• _Passage to read_
£2.7million boost for BSL users in Wales
There has been a very positive development this week in Wales. The Welsh Assembly has pledged £2.7million to increase the number of BSL/English Interpreters in Wales.
This is the press release:
Up to £2.7m is being made available for a scheme to increase the number of British Sign Language interpreters in Wales, which is a huge step in giving those who use the language better access to services across the country, Equalities Minister Jane Hutt announced today [Monday, 6 February].
This is the first scheme of this size in the UK and will benefit the 3,000 people in Wales who use British Sign Language (BSL) as their first or preferred language.
Professional interpreters allow Deaf sign language users quicker and better access to services such as the NHS, the police and local authorities. Having to read, write or lipread a second spoken language, such as Welsh or English, in which they may have limited literacy, often leaves sign language users with poor access to information.

• _Goal 1_
Using the text on BSL interpreter funding in Wales, answer the following:
(a) Who announced the funding, and what ministerial title does that person hold?
(b) How many people in Wales use British Sign Language as their first or preferred language?
(c) Which three services are named as ones that professional interpreters give quicker and better access to?
• _Goal 2_
Reproduce everything from "Professional interpreters allow" down to "access to information." in the text on BSL interpreter funding in Wales.
The items placed after this have no part in what is asked here.

• _Raw records_
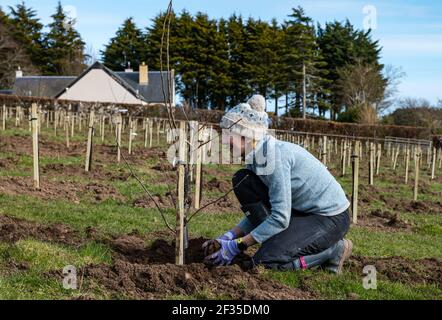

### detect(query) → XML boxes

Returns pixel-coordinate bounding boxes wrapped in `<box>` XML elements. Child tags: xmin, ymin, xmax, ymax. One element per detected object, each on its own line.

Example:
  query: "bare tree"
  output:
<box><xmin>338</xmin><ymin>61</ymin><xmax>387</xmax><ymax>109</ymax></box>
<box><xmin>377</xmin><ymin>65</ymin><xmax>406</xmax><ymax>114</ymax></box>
---
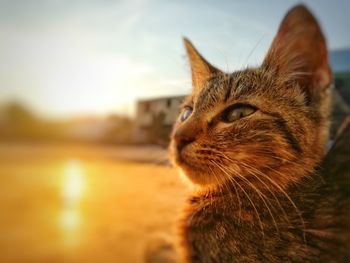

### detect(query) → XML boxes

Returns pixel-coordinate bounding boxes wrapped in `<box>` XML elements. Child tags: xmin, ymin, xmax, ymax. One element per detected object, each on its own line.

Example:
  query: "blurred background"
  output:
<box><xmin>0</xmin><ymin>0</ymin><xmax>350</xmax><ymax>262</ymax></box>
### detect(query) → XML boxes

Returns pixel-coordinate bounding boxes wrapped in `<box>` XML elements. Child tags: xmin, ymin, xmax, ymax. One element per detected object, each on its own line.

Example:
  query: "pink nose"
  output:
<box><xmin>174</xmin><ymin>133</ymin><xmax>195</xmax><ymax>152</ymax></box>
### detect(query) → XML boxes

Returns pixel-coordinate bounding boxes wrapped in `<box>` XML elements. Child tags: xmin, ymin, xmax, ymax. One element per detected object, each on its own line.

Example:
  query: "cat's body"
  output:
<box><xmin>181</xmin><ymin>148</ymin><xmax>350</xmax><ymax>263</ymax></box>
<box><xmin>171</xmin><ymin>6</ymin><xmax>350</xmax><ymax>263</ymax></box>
...
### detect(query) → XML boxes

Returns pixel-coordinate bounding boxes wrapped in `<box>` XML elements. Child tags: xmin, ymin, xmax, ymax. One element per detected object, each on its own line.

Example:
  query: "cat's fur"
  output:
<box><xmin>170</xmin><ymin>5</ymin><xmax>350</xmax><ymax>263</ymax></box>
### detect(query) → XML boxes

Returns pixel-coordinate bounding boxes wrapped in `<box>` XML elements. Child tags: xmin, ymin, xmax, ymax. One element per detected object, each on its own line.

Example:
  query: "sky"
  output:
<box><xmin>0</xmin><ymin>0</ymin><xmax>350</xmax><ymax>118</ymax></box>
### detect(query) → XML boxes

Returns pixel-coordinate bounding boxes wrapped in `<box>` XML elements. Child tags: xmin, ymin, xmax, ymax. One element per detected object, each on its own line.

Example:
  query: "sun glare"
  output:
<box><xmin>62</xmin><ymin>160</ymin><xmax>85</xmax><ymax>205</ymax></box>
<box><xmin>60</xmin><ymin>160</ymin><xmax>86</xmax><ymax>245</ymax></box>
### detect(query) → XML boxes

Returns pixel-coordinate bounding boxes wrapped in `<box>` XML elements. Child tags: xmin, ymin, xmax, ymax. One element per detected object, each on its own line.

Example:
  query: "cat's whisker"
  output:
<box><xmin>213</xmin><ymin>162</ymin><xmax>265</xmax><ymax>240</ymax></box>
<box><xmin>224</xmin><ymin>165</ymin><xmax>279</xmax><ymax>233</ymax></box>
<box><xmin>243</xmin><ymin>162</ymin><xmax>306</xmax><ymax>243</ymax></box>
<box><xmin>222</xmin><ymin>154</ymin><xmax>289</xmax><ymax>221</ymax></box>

• _Correct answer 1_
(a) Jane Hutt, the Equalities Minister.
(b) 3,000 people.
(c) The NHS, the police and local authorities.

• _Correct answer 2_
Professional interpreters allow Deaf sign language users quicker and better access to services such as the NHS, the police and local authorities. Having to read, write or lipread a second spoken language, such as Welsh or English, in which they may have limited literacy, often leaves sign language users with poor access to information.